◆ GIVEN EXERCISE ◆
Convert every line of the records into a Markdown table with two columns, Row for a running number and Content for the line itself. Leave out any blank lines.

◆ RECORDED INFORMATION ◆
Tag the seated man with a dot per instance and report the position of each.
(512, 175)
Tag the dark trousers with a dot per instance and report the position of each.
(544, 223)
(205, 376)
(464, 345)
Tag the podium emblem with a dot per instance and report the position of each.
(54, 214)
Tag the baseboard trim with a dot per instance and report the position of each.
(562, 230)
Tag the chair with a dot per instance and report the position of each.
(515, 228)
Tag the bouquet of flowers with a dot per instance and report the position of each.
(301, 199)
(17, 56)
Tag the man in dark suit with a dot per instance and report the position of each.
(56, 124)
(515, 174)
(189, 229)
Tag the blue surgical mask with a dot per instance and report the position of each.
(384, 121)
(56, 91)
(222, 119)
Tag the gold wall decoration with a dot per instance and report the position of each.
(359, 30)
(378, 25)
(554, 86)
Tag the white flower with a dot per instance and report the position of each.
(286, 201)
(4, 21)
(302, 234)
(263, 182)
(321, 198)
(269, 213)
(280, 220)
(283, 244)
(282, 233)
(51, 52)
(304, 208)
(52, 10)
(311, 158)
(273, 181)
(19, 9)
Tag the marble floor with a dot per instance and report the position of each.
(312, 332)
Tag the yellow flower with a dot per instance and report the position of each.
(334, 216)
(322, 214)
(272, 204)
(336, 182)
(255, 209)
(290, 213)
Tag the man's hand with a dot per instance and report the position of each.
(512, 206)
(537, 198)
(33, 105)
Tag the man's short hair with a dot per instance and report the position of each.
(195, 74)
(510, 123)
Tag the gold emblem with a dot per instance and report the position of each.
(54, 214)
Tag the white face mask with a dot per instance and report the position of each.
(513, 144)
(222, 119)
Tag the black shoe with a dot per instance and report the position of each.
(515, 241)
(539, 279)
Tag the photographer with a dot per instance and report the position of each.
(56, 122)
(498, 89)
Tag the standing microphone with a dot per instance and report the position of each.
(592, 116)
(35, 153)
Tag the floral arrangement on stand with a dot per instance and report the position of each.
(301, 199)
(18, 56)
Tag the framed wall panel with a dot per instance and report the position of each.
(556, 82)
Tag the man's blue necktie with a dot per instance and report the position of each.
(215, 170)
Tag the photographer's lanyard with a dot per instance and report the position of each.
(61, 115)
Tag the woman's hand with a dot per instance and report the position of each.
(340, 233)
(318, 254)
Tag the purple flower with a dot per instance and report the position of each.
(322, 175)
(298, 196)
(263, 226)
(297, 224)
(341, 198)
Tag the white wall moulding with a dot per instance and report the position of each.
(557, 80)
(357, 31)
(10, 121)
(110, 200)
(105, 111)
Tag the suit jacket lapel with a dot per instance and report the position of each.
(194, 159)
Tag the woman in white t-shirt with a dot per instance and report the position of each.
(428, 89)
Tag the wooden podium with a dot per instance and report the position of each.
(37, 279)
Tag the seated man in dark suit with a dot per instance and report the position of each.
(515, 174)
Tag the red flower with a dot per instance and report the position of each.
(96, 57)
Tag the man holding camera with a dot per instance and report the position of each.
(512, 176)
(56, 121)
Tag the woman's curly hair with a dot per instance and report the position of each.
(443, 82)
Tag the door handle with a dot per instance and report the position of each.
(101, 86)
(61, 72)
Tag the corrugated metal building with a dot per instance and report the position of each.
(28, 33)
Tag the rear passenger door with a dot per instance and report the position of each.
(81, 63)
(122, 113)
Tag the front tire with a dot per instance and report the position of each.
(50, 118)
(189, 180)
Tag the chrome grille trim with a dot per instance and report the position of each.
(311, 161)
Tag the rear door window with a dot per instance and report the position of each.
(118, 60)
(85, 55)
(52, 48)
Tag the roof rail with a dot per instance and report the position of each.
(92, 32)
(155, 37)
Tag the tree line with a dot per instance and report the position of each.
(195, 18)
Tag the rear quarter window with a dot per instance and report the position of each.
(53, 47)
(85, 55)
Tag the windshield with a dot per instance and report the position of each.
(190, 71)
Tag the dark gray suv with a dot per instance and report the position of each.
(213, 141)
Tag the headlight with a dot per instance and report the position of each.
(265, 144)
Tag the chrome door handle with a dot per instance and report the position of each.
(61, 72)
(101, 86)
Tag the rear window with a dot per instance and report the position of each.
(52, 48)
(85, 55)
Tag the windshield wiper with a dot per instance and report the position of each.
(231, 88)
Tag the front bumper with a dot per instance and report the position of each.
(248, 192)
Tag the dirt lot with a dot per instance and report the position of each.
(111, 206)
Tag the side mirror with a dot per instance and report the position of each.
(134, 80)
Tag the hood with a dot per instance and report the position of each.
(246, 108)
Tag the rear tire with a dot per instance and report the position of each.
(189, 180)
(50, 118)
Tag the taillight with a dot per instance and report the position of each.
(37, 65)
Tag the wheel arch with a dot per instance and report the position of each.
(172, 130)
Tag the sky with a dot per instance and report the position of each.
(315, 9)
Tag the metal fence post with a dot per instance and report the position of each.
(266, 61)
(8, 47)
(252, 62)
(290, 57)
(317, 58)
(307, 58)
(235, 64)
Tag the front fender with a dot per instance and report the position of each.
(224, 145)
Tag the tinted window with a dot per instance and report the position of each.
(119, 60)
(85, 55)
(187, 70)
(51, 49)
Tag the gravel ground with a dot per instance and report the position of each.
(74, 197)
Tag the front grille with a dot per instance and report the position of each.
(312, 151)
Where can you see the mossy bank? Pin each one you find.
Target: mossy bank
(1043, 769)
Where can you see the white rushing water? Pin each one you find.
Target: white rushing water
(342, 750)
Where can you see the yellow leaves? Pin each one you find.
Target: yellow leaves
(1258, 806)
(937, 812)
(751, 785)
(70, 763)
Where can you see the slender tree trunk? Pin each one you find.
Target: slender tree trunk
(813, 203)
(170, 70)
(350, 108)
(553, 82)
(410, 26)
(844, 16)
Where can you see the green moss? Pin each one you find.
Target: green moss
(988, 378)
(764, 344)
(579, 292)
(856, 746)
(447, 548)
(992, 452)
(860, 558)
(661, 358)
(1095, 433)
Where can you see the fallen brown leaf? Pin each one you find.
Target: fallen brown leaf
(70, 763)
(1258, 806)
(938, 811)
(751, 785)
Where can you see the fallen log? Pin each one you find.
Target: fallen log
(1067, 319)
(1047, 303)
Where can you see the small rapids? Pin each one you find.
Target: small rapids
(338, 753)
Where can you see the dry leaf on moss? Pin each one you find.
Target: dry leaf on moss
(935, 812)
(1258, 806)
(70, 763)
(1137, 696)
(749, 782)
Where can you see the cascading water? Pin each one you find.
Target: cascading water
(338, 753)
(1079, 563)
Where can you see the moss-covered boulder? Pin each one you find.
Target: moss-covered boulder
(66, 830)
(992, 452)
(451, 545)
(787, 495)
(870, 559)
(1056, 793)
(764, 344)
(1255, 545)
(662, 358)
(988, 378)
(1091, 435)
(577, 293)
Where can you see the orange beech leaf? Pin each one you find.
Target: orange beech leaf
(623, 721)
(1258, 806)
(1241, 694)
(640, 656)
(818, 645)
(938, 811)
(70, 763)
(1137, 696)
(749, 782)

◆ PROBLEM SOLUTION ◆
| Row | Content |
|---|---|
| 1 | Tag the seated man with a dot per instance and report the position of each. |
| 2 | (512, 175) |
| 3 | Tag the dark trousers with a dot per instance and report the position of each. |
| 4 | (544, 223) |
| 5 | (205, 376) |
| 6 | (464, 345) |
| 7 | Tag the podium emblem with a dot per instance and report the position of each. |
| 8 | (54, 214) |
| 9 | Tag the baseboard trim with a dot per instance and report the position of each. |
| 10 | (562, 230) |
| 11 | Tag the chair with a dot per instance and report the position of each. |
| 12 | (515, 228) |
| 13 | Tag the bouquet of flowers with a dot per instance and report the position of each. |
| 14 | (301, 199) |
| 15 | (17, 56) |
| 16 | Tag the man in dark suit with a dot per instance and report the position of each. |
| 17 | (56, 124) |
| 18 | (515, 174) |
| 19 | (189, 229) |
| 20 | Tag the blue surgical mask with a dot per instance and report the position of each. |
| 21 | (384, 121) |
| 22 | (56, 91) |
| 23 | (222, 119) |
| 24 | Tag the gold wall decoration with a dot per instance and report the position of each. |
| 25 | (359, 30) |
| 26 | (378, 25) |
| 27 | (554, 86) |
| 28 | Tag the white flower with a dot per instance and report the position of each. |
| 29 | (286, 201) |
| 30 | (4, 21) |
| 31 | (302, 234) |
| 32 | (263, 182) |
| 33 | (321, 198) |
| 34 | (269, 213) |
| 35 | (280, 220) |
| 36 | (283, 244) |
| 37 | (282, 233) |
| 38 | (51, 52) |
| 39 | (304, 208) |
| 40 | (52, 10) |
| 41 | (311, 158) |
| 42 | (273, 181) |
| 43 | (19, 9) |
| 44 | Tag the marble floor with a dot per instance and report the position of each. |
| 45 | (312, 332) |
| 46 | Tag the yellow flower with a dot per instance and report the position of each. |
| 47 | (334, 216) |
| 48 | (322, 214) |
| 49 | (272, 204) |
| 50 | (336, 182) |
| 51 | (255, 209) |
| 52 | (290, 213) |
| 53 | Tag the man's hand with a dot per instance and report the position of each. |
| 54 | (512, 206) |
| 55 | (537, 198) |
| 56 | (33, 105) |
| 57 | Tag the man's short hair with a dot per instance and report the position of each. |
| 58 | (195, 74) |
| 59 | (510, 123) |
| 60 | Tag the gold emblem with a dot per instance and report the position of each. |
| 61 | (54, 214) |
| 62 | Tag the white face mask with a dot per instance and report the position of each. |
| 63 | (513, 144) |
| 64 | (222, 119) |
| 65 | Tag the black shoe with a dot per instance and report the position of each. |
| 66 | (515, 241) |
| 67 | (539, 279) |
| 68 | Tag the photographer with a dot per instance and report the position of each. |
| 69 | (56, 122) |
| 70 | (498, 89) |
| 71 | Tag the standing microphone with a dot per instance and report the position of each. |
| 72 | (592, 116) |
| 73 | (35, 153) |
| 74 | Tag the floral arrangement on stand with a dot per instance and report the position of each. |
| 75 | (301, 199) |
| 76 | (18, 56) |
| 77 | Tag the framed wall panel with a dot per instance and report the position of each. |
| 78 | (556, 82) |
| 79 | Tag the man's blue necktie with a dot per instance and report the position of each. |
| 80 | (215, 170) |
| 81 | Tag the photographer's lanyard with a dot per instance and report the position of each. |
| 82 | (61, 115) |
| 83 | Tag the woman's hand with a dot per instance and report the position of each. |
| 84 | (340, 233) |
| 85 | (318, 254) |
| 86 | Tag the purple flower with a dot per instance and report the position of each. |
| 87 | (322, 175) |
| 88 | (298, 196) |
| 89 | (263, 226) |
| 90 | (297, 224) |
| 91 | (341, 198) |
| 92 | Tag the white wall moulding with a dot per instance and report the position of each. |
| 93 | (557, 80) |
| 94 | (357, 31) |
| 95 | (10, 121) |
| 96 | (110, 200) |
| 97 | (105, 111) |
| 98 | Tag the suit jacket lapel with a dot per instance and report the position of each. |
| 99 | (194, 159) |
| 100 | Tag the woman in white t-shirt with a dot per instance and report the position of each. |
| 101 | (428, 89) |
| 102 | Tag the wooden podium with a dot per instance and report the position of each. |
| 103 | (37, 279) |
| 104 | Tag the seated man in dark suit with a dot per instance and report the position of each. |
| 105 | (515, 174) |
| 106 | Tag the red flower with a dot per instance and report the position of each. |
| 107 | (96, 57) |
| 108 | Tag the man holding camera with a dot per instance and report the position of each. |
| 109 | (512, 176) |
| 110 | (56, 121) |
| 111 | Tag the woman's curly hair with a dot per instance and report the position of each. |
| 112 | (443, 82) |
| 113 | Tag the door handle with a dot per instance and report the position of each. |
| 114 | (101, 86) |
| 115 | (61, 72) |
| 116 | Tag the corrugated metal building with a dot per instance and report the position of each. |
| 117 | (28, 33) |
| 118 | Tag the rear passenger door with a dot per instance and report the position of each. |
| 119 | (81, 63) |
| 120 | (122, 113) |
| 121 | Tag the front tire with a dot per instance and report the position of each. |
| 122 | (50, 118) |
| 123 | (189, 180) |
| 124 | Tag the chrome grille trim with a dot per instance and report the position of each. |
| 125 | (311, 161) |
| 126 | Tag the rear door window with a dot per instance and report the position of each. |
| 127 | (118, 60) |
| 128 | (85, 55) |
| 129 | (52, 48) |
| 130 | Tag the roof rail with a dot per instance and report the position of each. |
| 131 | (92, 32) |
| 132 | (155, 37) |
| 133 | Tag the tree line with a dot per instance and report the position of each. |
| 134 | (195, 18) |
| 135 | Tag the rear quarter window with a dot per instance and report the position of each. |
| 136 | (53, 47) |
| 137 | (85, 55) |
| 138 | Tag the windshield with a dot per instance and report the position of each. |
| 139 | (190, 71) |
| 140 | Tag the dark gray suv with a dot per instance and report the position of each. |
| 141 | (213, 141) |
| 142 | Tag the headlight with a dot per instance and report the position of each. |
| 143 | (265, 144) |
| 144 | Tag the chrome door handle with a dot per instance and report the position of each. |
| 145 | (61, 72) |
| 146 | (101, 86) |
| 147 | Tag the rear window with a dot per instance and report the position of each. |
| 148 | (52, 48) |
| 149 | (85, 55) |
| 150 | Tag the windshield wiper with a dot per instance and report the position of each. |
| 151 | (231, 88) |
| 152 | Tag the front bumper with a dot per instance and report the position of each. |
| 153 | (248, 192) |
| 154 | Tag the dirt lot with a dot per instance and report the position of each. |
| 155 | (111, 206) |
| 156 | Tag the side mirror with a dot per instance and report the position of each. |
| 157 | (134, 80) |
| 158 | Tag the hood with a dot per instance and report the position of each. |
| 159 | (246, 108) |
| 160 | Tag the rear tire with a dot per instance and report the position of each. |
| 161 | (189, 180) |
| 162 | (50, 118) |
| 163 | Tag the taillight with a dot per instance and report the position of each. |
| 164 | (37, 65) |
| 165 | Tag the wheel arch with a dot per instance and report the position of each. |
| 166 | (172, 130) |
| 167 | Tag the sky with a dot per instance and report the position of each. |
| 168 | (315, 9) |
| 169 | Tag the metal fence post with a dot per instance and report the position of each. |
| 170 | (266, 61) |
| 171 | (8, 47) |
| 172 | (252, 62) |
| 173 | (290, 57) |
| 174 | (317, 58) |
| 175 | (307, 58) |
| 176 | (235, 64) |
| 177 | Tag the front fender with a dot per instance and report the position of each. |
| 178 | (224, 145) |
| 179 | Tag the tinted window with a dot per instance and report the position of each. |
| 180 | (119, 60) |
| 181 | (85, 55) |
| 182 | (187, 70) |
| 183 | (51, 49) |
| 184 | Tag the gravel ground with a dot per instance and report the position of each. |
| 185 | (74, 197) |
| 186 | Tag the front grille with a dot per instance and report the position of each. |
| 187 | (312, 151) |
| 188 | Where can you see the mossy bank? Pin each one you find. |
| 189 | Target: mossy bank |
| 190 | (1043, 769) |
| 191 | Where can you see the white rushing water? Pin each one you find. |
| 192 | Target: white rushing water |
| 193 | (342, 750) |
| 194 | Where can you see the yellow leaves? Pin each one you find. |
| 195 | Target: yellow leaves |
| 196 | (1258, 806) |
| 197 | (937, 812) |
| 198 | (751, 785) |
| 199 | (70, 763) |
| 200 | Where can you see the slender tree trunk? Pin each one you find. |
| 201 | Target: slender tree trunk |
| 202 | (813, 203) |
| 203 | (170, 70) |
| 204 | (350, 108) |
| 205 | (553, 82) |
| 206 | (410, 26) |
| 207 | (844, 16) |
| 208 | Where can you see the green moss? Pin each one you find. |
| 209 | Target: green moss |
| 210 | (988, 378) |
| 211 | (764, 344) |
| 212 | (579, 292) |
| 213 | (856, 746) |
| 214 | (447, 548) |
| 215 | (992, 452) |
| 216 | (860, 558) |
| 217 | (661, 358) |
| 218 | (1095, 433) |
| 219 | Where can you see the fallen brown leaf? Pin each one you find. |
| 220 | Target: fallen brown leaf |
| 221 | (70, 763) |
| 222 | (1258, 806) |
| 223 | (938, 811) |
| 224 | (751, 785) |
| 225 | Where can you see the fallen log? Pin each one you find. |
| 226 | Target: fallen log |
| 227 | (1067, 319) |
| 228 | (1047, 303) |
| 229 | Where can you see the small rapids? Pin each one you find. |
| 230 | Target: small rapids |
| 231 | (338, 753) |
| 232 | Where can you see the dry leaf on moss? Pin each one you find. |
| 233 | Target: dry leaf on moss |
| 234 | (935, 812) |
| 235 | (1258, 806) |
| 236 | (70, 763) |
| 237 | (1137, 696) |
| 238 | (749, 782) |
| 239 | Where can you see the cascading water? Pin each one you find. |
| 240 | Target: cascading water |
| 241 | (338, 753) |
| 242 | (1079, 563) |
| 243 | Where can you see the moss-covered boulder? Pin each one you find. |
| 244 | Target: moss-covered boulder |
| 245 | (66, 830) |
| 246 | (992, 452) |
| 247 | (451, 545) |
| 248 | (787, 495) |
| 249 | (870, 559) |
| 250 | (1056, 793) |
| 251 | (764, 344) |
| 252 | (1255, 545) |
| 253 | (662, 358) |
| 254 | (988, 378) |
| 255 | (1091, 435) |
| 256 | (577, 293) |
| 257 | Where can you see the orange beech leaf? Pin each one you find. |
| 258 | Target: orange beech leaf |
| 259 | (623, 721) |
| 260 | (1258, 806) |
| 261 | (1241, 694) |
| 262 | (640, 656) |
| 263 | (818, 645) |
| 264 | (938, 811) |
| 265 | (70, 763) |
| 266 | (1137, 696) |
| 267 | (749, 782) |